## Exercises to complete
1. In the text on Sunite lamb origin, which criterion was used to select the samples?
2. Based on the text on Sunite lamb origin, explain why AKS gives the selection of the most representative samples a uniform spatial design.
3. Rewrite the text on Sunite lamb origin from "can be represented" up to and including "sample set [23].", putting "sample subset" in place of "sample set".

## Page
....

In order to better discriminate PGI Sunite lamb from other origins using stable isotopes (δ¹³C, δ¹⁵N, δ²H, and δ¹⁸O) and machine learning, we proposed two local modeling approaches to optimize the sample set. It is worth mentioning that this is the first exploration of the protection of PGI Sunite lamb, and also a new application of local modeling in origin identification. The two local modeling approaches were (a) the Adaptive Kennard–Stone (AKS) algorithm and (b) an approach of PCA–Full Distance (FD) based on Data-Driven Soft Independent Modeling of Class Analogy (DD–SIMCA). The AKS algorithm was used to select the most representative data subset based on a uniform design principle, and the approach of PCA–FD based on DD–SIMCA was used to select the local model data set based on spatial similarity. It should be emphasized here that global modeling and local modeling in this study refer to the selection of data set coverage space, and the establishment of the discriminant model still depends on machine learning. The machine learning methods used in this work are linear discriminant analysis (LDA), random forests (RF), support vector machine (SVM), back-propagation neural network (BPNN), and k-nearest neighbor (KNN) classification. Based on the confusion matrix, we compared the predictive performance of the traceability models established by the five machine learning methods.

2. Proposed Two Local Modeling Approaches

2.1. Adaptive Kennard–Stone (AKS)

AKS is an adaptive sample selection method based on the Kennard–Stone algorithm, and its advantage is that it can determine the optimal sample set. The idea of AKS is to provide a uniform spatial design for the selection of the most representative samples from the known sample set. It ensures that the chemical parameters and property range of the sample set can better cover that of the unknown samples, and improves the prediction ability of the unknown samples. To our knowledge, there was only one report related to AKS application in the near-infrared spectrum [23]. At present, AKS has not been reported in the discrimination of the geographical origin of agricultural products, but Kennard–Stone (KS) has been reported [27].

The D-optimal criterion [28] was used as the criterion to select the samples. The minimum variance in the model could be achieved by selecting the right number of samples included in S that maximize

\log [Det (M_{N})]

. The

\log [Det (M_{N})]

can be represented as the information of the selected sample set. The one we chose was the subset with the most information per sample, which was given by

\log [Det (M_{N})]

, where M_N = S^TS/N, Det is the determinant of the matrix, and S is the principal component score matrix of the selected sample set. The number of principal components was pc. Figure 1 shows the steps for obtaining the optimal sample set [23].

....

## Material provided
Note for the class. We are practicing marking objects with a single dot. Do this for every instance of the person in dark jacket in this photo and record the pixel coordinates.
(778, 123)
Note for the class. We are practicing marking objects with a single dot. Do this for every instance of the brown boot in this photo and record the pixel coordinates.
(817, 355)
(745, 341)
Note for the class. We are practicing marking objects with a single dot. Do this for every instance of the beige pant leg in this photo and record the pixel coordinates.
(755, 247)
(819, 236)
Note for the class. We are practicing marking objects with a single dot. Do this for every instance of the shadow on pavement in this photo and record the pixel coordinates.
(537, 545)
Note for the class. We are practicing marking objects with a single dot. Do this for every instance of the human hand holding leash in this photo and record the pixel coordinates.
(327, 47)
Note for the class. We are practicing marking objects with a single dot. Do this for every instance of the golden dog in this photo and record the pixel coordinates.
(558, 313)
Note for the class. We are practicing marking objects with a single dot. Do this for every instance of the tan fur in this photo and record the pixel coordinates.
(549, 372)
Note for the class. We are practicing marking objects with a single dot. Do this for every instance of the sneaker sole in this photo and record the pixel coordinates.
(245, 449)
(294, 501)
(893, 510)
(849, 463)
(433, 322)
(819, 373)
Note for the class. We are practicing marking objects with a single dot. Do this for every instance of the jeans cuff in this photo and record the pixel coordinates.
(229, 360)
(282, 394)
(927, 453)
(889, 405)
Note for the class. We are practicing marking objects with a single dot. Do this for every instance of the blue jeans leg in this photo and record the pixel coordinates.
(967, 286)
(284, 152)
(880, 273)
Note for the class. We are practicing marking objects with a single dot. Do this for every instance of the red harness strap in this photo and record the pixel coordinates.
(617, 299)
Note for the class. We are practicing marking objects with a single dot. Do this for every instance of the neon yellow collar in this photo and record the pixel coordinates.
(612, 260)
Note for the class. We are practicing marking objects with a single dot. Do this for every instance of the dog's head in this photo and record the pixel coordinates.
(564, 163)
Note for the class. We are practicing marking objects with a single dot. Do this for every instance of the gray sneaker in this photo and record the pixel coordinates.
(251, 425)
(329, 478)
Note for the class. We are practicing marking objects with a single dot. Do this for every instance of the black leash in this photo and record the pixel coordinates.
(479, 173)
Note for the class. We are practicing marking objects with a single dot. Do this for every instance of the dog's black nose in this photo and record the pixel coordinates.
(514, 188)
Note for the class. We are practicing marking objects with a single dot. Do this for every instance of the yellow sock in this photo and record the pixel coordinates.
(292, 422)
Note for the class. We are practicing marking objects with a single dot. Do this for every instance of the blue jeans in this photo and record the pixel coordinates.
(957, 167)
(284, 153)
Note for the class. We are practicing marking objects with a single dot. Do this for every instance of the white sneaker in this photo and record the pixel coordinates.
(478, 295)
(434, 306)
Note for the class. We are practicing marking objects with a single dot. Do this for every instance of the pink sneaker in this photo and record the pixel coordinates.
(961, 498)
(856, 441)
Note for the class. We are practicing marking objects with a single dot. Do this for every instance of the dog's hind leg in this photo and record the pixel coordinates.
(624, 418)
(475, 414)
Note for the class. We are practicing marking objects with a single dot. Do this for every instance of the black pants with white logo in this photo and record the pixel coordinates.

....

## Results of the tasks
1. The D-optimal criterion.

2. The uniform spatial design makes the chemical parameters and property range of the selected sample set better cover those of the unknown samples. This improves the prediction ability for the unknown samples.

3.
can be represented as the information of the selected sample subset. The one we chose was the subset with the most information per sample, which was given by

\log [Det (M_{N})]

, where M_N = S^TS/N, Det is the determinant of the matrix, and S is the principal component score matrix of the selected sample subset. The number of principal components was pc. Figure 1 shows the steps for obtaining the optimal sample subset [23].